Arriviamo quindi al “tempo”, questo strano fattore che è diventato una perla rara o un animale in via di estinzione: nessuno ha tempo, nessuno ha voglia di aspettare, ma tutto deve essere realizzato “qui e ora”.

 

Parlando di tempo, quindi, lascio l’ambito calcistico e mi ricollego a quello lavorativo, del business che viviamo ogni giorno, dove i risultati di lungo periodo non interessano più a nessuno, avendo in questo caso appreso una delle peggiori abitudini americane, ovvero quella di ricercare solo il profitto di breve periodo.

 

Fa un po’ sorridere la frase che si sente sovente negli uffici quando il capo chiede di fare un lavoro ad un collaboratore che gli domanda: “per quando serve?”, e la risposta puntualmente è: “per ieri”.

 

Un simile approccio riguarda i tempi di inserimento e training nel momento in cui si prende una nuova job position in azienda, quello che si definisce “periodo di affiancamento”. Intanto la parola stessa presuppone che ci sia qualcuno al tuo fianco quando assumi una nuova posizione in azienda, idealmente la persona che hai sostituito e che svolgeva il ruolo in precedenza. Oggi l’affiancamento, quando c’è – perché spesso la persona che ha lasciato il posto non è più in azienda, oppure ha un nuovo ruolo a sua volta senza trainer – si misura in ore. Qualche anno fa, invece, tutto era molto diverso.

## Contenuto dei dati

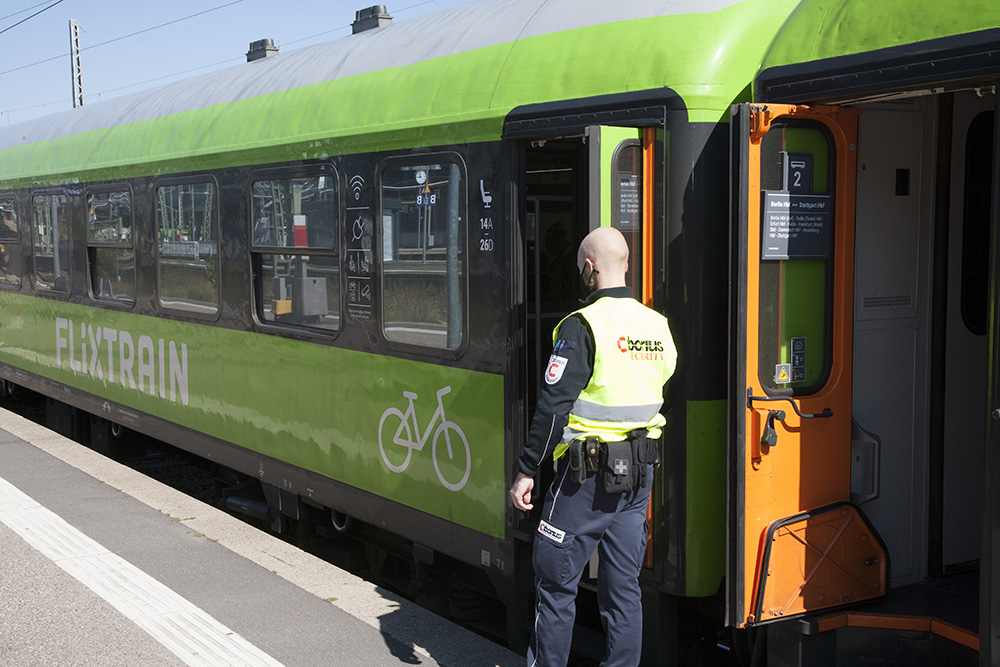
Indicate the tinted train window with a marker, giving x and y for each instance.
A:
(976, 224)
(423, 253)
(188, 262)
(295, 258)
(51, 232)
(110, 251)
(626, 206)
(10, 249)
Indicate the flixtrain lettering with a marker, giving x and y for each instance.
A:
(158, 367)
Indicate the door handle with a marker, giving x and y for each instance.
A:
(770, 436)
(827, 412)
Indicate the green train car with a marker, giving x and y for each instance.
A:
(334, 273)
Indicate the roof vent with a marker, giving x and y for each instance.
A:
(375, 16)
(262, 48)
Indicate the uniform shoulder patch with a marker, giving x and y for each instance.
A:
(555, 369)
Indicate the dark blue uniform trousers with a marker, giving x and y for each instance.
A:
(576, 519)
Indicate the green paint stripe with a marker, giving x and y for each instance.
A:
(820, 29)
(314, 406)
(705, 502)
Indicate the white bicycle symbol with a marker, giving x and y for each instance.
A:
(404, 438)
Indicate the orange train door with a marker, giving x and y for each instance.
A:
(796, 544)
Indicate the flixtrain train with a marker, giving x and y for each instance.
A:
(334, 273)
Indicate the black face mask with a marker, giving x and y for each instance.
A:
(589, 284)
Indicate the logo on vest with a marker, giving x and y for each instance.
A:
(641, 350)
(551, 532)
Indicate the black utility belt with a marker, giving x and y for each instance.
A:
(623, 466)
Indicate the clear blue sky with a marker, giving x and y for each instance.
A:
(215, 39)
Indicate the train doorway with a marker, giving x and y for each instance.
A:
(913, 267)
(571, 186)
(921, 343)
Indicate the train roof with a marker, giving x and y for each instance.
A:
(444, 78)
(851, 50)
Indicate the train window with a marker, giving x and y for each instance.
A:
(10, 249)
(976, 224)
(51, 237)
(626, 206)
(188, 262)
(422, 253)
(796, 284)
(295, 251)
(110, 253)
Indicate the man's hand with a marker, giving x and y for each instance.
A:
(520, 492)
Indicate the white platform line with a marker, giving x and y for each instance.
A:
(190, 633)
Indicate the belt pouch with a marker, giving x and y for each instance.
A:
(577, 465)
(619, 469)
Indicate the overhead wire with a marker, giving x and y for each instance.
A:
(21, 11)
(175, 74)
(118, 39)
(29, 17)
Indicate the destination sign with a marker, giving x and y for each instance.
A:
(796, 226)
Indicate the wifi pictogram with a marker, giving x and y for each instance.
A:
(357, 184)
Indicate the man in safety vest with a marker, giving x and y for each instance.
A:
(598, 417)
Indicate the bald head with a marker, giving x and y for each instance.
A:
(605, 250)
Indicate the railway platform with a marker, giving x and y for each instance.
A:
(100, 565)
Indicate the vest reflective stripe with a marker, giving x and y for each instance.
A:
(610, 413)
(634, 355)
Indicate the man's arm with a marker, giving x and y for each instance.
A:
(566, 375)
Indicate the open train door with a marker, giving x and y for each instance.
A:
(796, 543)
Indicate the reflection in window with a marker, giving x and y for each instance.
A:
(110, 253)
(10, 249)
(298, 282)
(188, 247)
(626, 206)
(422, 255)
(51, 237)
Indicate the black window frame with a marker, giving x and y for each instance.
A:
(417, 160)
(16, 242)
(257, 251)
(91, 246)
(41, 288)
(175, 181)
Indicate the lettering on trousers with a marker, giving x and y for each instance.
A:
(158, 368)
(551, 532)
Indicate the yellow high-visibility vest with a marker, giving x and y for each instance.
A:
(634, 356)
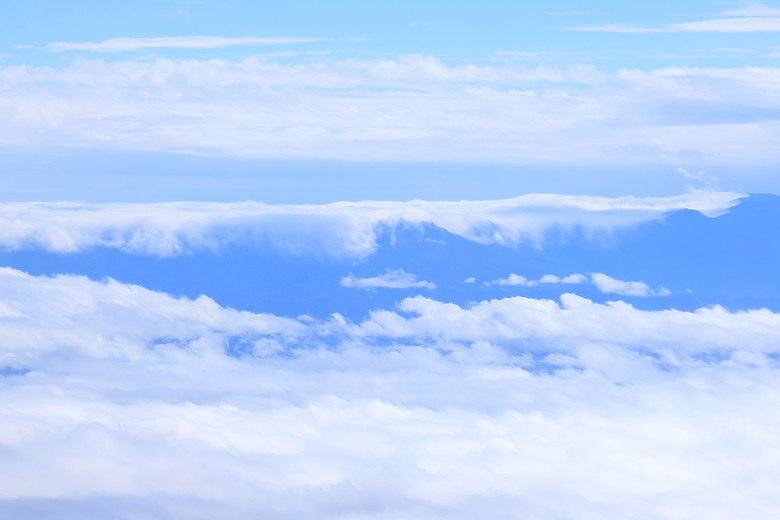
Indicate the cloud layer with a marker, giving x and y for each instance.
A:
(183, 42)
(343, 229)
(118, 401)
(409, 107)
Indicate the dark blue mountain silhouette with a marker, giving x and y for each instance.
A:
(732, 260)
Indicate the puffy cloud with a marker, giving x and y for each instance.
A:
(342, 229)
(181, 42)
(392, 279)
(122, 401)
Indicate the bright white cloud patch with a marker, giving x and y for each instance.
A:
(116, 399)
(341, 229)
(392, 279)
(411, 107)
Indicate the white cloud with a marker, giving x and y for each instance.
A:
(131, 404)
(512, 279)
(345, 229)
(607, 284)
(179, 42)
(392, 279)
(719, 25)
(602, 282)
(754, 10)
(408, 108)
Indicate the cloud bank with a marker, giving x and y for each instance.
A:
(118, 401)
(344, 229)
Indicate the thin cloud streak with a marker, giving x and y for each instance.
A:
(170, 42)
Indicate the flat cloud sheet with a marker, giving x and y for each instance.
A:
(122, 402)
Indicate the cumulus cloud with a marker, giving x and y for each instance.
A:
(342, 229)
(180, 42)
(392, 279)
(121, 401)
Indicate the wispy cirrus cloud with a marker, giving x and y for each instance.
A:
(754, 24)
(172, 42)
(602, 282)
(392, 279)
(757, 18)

## Requisiti del compito
Ricopia alla lettera il brano sul tempo, cominciando dalle parole "Arriviamo quindi al" e fermandoti dopo "di breve periodo.". Le righe qui non servono.

## Risposta al compito
Arriviamo quindi al “tempo”, questo strano fattore che è diventato una perla rara o un animale in via di estinzione: nessuno ha tempo, nessuno ha voglia di aspettare, ma tutto deve essere realizzato “qui e ora”.

 

Parlando di tempo, quindi, lascio l’ambito calcistico e mi ricollego a quello lavorativo, del business che viviamo ogni giorno, dove i risultati di lungo periodo non interessano più a nessuno, avendo in questo caso appreso una delle peggiori abitudini americane, ovvero quella di ricercare solo il profitto di breve periodo.